◆ **EXERCISE AIM**:
Answer these questions from the AABB profile, one per line.
1. What was AABB formerly known as?
2. Who recognized that the traditional blood world was overlapping with cellular therapy?
3. Which three things does the text list as part of cellular therapy?

Ensuring Safety in Stem Cell Field through a New Strategy

Profile & Background
Formerly known as the American Association of Blood Banks, the non-profit, membership association has existing for much of the last century as a key player in the advancement of practice and standards of transfusion medicine so as to optimize patient care and safety.

Challenges
However, the AABB board of directors recognized that the traditional ‘blood’ world, comprised of transfusion services departments within hospitals and blood banks who collect, store and supply the blood products, was overlapping and integrating with the emerging field of cellular therapy, which includes emerging stem cell treatments, cord blood storage, and bone marrow-derived treatments. While the organization already played a relatively limited role in the advancement of cellular therapy standards and education, it was clear that AABB needed to make a large and significant investment in the market to ensure it remained relevant and effective to its mission.

◆ **PROVIDED INFORMATION**:
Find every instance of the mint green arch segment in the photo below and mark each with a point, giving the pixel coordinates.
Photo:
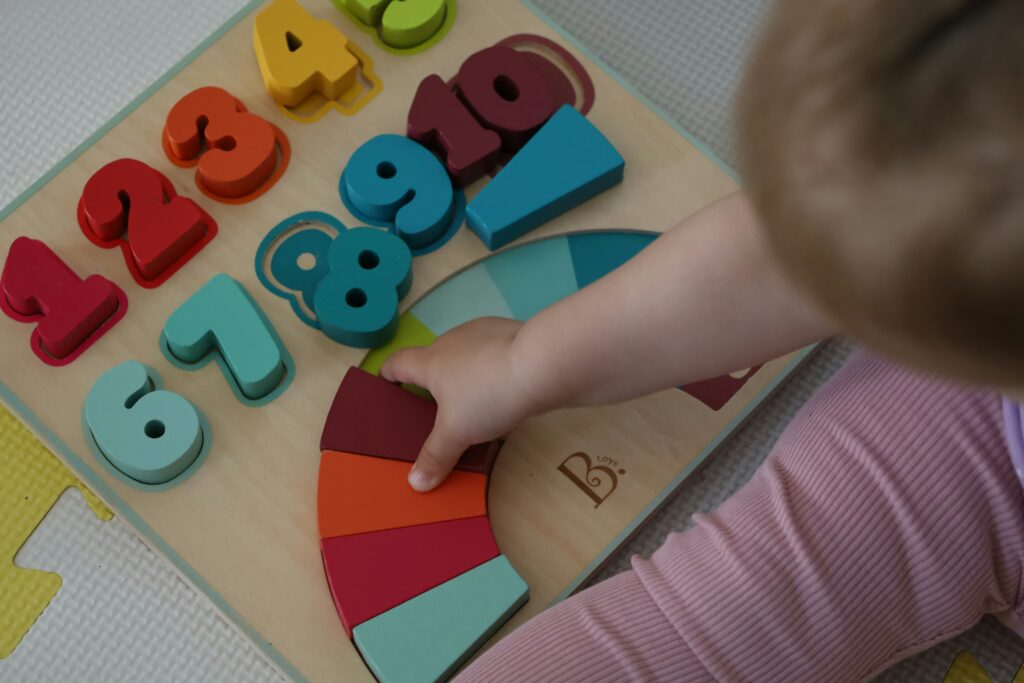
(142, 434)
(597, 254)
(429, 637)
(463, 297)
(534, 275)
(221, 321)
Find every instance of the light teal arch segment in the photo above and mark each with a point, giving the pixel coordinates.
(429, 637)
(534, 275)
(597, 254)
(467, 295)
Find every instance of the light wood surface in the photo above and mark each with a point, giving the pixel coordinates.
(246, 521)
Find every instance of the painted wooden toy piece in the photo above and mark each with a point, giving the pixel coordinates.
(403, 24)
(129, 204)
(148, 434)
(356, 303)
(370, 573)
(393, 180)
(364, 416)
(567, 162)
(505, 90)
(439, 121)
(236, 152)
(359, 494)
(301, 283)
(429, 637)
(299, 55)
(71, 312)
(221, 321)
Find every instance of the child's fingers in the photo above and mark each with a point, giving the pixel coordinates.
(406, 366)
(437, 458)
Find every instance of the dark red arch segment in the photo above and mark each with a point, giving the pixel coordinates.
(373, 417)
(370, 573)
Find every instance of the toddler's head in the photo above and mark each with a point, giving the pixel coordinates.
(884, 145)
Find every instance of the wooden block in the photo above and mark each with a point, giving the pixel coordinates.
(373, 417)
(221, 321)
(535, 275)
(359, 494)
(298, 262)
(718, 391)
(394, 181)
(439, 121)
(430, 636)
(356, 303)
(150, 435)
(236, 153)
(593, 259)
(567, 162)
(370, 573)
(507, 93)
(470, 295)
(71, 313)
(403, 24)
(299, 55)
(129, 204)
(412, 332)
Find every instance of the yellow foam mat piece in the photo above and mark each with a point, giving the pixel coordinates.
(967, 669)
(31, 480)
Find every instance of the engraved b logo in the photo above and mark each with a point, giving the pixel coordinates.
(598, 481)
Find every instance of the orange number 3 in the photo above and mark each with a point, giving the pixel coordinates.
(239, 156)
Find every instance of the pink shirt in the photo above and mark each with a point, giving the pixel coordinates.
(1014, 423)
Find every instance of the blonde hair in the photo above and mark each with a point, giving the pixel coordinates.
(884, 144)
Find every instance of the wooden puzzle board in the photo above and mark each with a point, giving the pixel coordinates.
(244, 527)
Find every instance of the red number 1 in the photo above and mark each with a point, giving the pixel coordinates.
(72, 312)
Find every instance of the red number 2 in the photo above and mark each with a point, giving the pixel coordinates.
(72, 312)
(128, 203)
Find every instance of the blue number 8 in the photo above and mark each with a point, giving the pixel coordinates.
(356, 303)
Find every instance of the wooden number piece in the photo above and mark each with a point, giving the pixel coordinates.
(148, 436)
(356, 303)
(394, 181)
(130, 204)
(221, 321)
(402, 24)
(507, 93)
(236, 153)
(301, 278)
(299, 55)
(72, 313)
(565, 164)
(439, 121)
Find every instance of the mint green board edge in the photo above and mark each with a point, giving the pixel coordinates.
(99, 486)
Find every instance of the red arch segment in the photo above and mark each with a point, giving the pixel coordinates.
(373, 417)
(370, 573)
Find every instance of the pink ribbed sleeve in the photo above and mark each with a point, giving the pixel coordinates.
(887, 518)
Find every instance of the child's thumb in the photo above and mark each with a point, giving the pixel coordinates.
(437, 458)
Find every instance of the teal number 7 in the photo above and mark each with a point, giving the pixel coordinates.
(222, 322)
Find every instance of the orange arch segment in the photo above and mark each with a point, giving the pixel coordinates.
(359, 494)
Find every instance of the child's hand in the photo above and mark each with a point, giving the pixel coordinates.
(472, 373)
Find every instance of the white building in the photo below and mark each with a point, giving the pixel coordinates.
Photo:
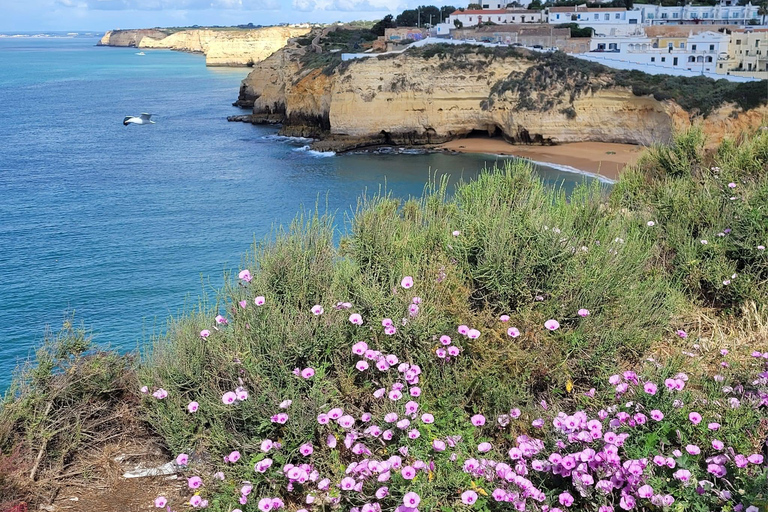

◆ **TASK RESPONSE**:
1. The American Association of Blood Banks
2. The AABB board of directors
3. Emerging stem cell treatments, cord blood storage, and bone marrow-derived treatments